(Beginning of INFORMATION PROVIDED)

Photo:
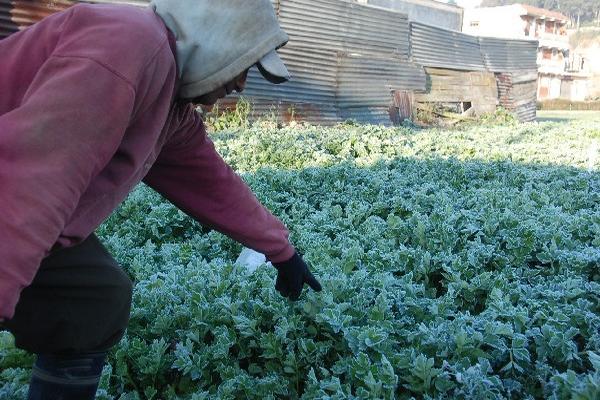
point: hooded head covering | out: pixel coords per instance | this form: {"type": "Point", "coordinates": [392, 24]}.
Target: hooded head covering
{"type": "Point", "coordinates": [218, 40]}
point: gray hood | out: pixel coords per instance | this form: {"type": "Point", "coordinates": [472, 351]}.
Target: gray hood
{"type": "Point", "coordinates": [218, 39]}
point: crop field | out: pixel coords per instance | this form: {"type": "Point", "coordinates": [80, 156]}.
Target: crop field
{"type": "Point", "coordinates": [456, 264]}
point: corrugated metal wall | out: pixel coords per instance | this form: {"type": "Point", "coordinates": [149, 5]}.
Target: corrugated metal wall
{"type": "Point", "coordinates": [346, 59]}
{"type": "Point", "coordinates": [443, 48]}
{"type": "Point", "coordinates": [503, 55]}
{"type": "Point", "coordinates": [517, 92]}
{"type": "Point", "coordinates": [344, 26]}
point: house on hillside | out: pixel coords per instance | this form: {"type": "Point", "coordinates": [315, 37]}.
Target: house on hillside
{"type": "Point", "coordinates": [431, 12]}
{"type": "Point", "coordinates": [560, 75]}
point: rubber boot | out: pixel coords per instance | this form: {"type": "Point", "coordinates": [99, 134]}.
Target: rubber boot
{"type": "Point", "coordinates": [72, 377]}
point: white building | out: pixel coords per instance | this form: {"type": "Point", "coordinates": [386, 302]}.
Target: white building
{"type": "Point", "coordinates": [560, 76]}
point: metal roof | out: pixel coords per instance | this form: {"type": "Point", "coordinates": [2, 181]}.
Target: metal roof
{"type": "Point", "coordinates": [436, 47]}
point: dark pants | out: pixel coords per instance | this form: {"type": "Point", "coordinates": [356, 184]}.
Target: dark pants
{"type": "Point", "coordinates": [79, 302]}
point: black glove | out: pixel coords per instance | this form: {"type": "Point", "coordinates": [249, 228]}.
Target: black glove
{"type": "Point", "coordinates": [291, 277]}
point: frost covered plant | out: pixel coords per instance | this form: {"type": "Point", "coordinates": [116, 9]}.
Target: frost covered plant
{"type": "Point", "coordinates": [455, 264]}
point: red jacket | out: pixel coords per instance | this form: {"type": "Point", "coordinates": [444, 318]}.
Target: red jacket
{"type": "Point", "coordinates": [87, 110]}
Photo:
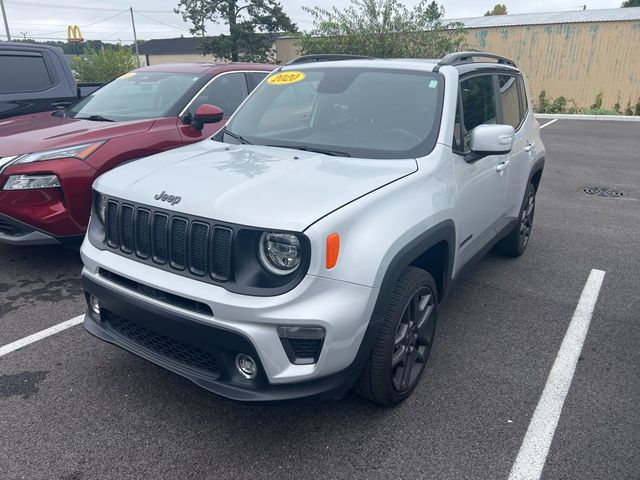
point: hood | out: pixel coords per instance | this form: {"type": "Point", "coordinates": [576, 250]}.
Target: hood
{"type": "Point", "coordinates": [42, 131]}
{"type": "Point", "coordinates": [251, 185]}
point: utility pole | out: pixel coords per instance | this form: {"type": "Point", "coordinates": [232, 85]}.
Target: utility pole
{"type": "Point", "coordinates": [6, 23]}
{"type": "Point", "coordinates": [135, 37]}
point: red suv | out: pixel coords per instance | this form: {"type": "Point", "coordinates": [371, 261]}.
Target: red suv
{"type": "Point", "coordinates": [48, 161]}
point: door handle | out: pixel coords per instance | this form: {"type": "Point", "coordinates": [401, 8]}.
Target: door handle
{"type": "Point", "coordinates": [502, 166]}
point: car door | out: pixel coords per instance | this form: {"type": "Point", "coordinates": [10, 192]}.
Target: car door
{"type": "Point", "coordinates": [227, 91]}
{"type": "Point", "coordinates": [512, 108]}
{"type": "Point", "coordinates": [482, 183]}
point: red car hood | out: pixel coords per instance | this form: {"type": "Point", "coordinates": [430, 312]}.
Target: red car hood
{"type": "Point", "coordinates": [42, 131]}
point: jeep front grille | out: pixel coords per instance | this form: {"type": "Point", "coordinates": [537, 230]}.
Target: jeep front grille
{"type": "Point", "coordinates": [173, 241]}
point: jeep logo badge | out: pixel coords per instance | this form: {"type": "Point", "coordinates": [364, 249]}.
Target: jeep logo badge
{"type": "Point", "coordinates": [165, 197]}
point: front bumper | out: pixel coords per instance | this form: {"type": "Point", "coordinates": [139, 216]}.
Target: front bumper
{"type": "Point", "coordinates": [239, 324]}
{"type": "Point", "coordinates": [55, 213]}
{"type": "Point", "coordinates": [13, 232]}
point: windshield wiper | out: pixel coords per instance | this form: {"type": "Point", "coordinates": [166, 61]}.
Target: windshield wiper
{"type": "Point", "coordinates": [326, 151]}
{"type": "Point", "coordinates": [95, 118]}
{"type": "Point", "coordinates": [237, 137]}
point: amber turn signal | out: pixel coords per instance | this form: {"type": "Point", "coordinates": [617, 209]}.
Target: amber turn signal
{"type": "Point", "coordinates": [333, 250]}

(End of INFORMATION PROVIDED)
(Beginning of INFORMATION PROVIDED)

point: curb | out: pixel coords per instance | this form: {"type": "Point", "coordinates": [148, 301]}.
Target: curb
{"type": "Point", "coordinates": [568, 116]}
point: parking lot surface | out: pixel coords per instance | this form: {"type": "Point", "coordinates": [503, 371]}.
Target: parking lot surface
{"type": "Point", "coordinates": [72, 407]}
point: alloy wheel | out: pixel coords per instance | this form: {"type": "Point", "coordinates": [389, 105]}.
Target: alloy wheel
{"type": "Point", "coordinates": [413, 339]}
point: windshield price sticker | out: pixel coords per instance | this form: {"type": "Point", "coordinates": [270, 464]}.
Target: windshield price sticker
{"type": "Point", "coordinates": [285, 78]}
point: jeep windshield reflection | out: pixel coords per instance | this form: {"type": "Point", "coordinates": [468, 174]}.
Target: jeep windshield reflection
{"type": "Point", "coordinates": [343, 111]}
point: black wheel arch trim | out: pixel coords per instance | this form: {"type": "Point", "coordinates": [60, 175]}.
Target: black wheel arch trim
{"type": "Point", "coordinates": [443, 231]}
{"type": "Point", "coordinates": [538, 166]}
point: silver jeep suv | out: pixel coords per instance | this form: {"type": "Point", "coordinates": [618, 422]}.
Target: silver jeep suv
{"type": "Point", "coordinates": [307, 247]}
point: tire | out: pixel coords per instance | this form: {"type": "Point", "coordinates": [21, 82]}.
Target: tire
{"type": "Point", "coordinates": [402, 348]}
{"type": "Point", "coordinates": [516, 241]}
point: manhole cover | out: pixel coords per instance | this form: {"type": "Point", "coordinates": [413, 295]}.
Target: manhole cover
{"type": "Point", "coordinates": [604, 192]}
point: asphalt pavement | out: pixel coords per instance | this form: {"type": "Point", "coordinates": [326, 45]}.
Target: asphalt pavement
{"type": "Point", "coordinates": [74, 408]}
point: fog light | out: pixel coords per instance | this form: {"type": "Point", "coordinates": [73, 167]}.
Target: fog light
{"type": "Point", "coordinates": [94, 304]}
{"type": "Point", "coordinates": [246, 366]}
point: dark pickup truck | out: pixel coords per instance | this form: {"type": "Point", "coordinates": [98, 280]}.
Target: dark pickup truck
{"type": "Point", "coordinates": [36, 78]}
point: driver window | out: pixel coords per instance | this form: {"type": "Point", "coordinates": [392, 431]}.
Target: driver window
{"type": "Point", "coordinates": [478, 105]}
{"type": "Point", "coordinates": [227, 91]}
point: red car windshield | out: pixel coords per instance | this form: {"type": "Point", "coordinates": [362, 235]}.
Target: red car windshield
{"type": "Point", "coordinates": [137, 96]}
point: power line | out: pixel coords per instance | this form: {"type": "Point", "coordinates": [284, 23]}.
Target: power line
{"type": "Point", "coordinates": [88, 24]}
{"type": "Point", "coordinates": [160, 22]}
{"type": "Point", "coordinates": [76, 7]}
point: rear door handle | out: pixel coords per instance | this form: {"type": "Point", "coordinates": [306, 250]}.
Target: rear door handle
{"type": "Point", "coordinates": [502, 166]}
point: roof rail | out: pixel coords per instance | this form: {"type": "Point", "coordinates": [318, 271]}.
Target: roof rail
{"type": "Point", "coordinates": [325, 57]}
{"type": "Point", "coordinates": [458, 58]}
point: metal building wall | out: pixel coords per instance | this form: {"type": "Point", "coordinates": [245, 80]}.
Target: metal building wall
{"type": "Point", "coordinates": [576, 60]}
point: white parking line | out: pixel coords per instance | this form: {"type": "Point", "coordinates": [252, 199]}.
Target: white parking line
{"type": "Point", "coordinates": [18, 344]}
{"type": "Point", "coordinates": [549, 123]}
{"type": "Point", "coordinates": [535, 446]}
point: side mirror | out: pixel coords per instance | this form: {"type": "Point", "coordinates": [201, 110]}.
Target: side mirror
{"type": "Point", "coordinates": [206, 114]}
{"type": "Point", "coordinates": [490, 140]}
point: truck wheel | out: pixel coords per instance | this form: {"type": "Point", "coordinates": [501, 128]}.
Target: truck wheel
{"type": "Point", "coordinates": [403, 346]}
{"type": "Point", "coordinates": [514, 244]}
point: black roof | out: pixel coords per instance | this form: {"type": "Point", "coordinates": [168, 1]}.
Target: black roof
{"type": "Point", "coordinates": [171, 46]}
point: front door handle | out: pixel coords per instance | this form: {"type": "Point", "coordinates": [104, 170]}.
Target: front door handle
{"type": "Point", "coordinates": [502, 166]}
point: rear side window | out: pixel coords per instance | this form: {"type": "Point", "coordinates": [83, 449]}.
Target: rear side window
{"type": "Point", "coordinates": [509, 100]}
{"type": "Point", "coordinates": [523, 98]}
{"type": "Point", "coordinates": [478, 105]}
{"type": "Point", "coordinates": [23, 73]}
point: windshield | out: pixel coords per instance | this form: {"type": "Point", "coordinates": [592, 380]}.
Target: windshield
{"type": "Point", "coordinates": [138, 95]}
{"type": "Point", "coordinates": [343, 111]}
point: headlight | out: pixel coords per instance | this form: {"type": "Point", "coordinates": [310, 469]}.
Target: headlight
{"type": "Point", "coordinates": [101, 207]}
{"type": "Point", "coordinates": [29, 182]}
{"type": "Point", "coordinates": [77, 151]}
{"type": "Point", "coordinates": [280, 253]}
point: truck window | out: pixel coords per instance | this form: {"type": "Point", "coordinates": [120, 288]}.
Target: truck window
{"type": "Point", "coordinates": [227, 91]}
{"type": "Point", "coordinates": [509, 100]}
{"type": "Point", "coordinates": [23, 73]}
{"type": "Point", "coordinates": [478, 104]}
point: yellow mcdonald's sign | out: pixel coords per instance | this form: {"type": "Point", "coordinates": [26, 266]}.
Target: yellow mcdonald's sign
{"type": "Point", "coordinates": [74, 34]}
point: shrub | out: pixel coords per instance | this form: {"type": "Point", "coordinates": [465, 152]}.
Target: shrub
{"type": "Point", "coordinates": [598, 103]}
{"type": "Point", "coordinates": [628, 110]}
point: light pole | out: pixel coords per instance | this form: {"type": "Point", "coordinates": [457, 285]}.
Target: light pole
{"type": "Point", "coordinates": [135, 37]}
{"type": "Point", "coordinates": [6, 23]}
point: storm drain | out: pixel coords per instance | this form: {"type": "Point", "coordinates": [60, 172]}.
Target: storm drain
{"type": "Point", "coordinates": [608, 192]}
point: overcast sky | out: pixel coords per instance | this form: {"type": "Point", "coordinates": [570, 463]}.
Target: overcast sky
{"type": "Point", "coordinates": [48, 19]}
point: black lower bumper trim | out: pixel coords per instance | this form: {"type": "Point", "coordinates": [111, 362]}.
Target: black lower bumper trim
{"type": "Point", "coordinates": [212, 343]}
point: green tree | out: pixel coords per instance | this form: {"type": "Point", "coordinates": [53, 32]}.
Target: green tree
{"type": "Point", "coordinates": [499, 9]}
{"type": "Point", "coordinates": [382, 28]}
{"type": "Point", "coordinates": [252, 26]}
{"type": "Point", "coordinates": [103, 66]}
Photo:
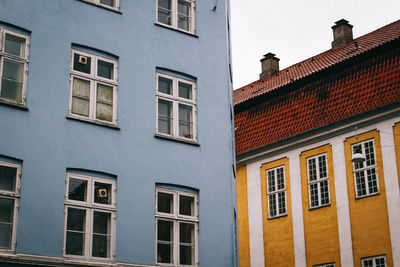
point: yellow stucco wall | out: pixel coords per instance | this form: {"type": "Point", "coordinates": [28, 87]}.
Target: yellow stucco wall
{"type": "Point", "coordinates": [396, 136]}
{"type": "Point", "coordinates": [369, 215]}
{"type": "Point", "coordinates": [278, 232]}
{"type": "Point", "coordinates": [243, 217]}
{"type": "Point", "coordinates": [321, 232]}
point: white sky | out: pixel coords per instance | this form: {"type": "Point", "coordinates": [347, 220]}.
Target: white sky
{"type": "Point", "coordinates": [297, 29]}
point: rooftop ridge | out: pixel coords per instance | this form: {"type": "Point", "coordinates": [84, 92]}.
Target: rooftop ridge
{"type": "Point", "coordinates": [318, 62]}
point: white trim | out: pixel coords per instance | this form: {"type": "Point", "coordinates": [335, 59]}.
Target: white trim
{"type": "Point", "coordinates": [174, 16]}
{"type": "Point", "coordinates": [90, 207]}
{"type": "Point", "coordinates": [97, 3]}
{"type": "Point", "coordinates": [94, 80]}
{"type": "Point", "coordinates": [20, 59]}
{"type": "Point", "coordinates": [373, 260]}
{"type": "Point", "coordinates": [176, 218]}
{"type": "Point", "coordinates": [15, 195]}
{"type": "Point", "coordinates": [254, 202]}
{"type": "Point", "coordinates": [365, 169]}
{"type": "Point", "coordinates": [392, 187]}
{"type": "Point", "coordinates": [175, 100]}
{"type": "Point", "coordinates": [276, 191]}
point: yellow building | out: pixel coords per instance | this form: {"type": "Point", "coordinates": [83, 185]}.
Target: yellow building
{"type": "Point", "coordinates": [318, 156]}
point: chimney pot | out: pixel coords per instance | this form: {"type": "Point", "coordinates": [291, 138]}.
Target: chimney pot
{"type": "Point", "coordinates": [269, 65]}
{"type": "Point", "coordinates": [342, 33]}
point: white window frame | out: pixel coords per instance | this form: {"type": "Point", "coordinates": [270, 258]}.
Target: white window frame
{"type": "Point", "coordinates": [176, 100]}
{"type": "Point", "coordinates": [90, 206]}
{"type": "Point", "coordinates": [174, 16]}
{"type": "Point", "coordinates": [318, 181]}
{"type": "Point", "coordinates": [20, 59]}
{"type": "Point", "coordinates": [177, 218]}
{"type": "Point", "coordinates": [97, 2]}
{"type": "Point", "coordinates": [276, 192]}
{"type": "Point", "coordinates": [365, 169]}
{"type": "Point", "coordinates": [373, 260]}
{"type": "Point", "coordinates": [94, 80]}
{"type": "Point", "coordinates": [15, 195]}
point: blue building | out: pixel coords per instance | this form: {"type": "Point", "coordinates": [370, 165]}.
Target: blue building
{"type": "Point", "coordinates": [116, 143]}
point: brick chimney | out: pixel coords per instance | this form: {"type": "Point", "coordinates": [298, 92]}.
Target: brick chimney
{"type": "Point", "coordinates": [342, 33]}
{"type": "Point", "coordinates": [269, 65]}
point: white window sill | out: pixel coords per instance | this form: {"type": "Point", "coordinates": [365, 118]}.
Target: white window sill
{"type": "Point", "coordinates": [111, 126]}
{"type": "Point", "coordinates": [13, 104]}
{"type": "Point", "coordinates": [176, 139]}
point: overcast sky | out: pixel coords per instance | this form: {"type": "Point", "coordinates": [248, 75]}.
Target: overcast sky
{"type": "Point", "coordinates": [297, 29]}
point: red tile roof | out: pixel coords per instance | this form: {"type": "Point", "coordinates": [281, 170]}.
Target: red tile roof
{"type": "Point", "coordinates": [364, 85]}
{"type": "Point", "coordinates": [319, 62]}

(End of INFORMATION PROVIDED)

WHAT YOU SHOULD DO = Using the records above, copy word for word the line with "point: red car windshield", the line with "point: power line", and every line between them.

ANSWER TO THIS EXERCISE =
point: red car windshield | out: pixel coords per instance | this form: {"type": "Point", "coordinates": [362, 235]}.
Target: red car windshield
{"type": "Point", "coordinates": [137, 96]}
point: power line | out: pixel coords per instance | this form: {"type": "Point", "coordinates": [284, 23]}.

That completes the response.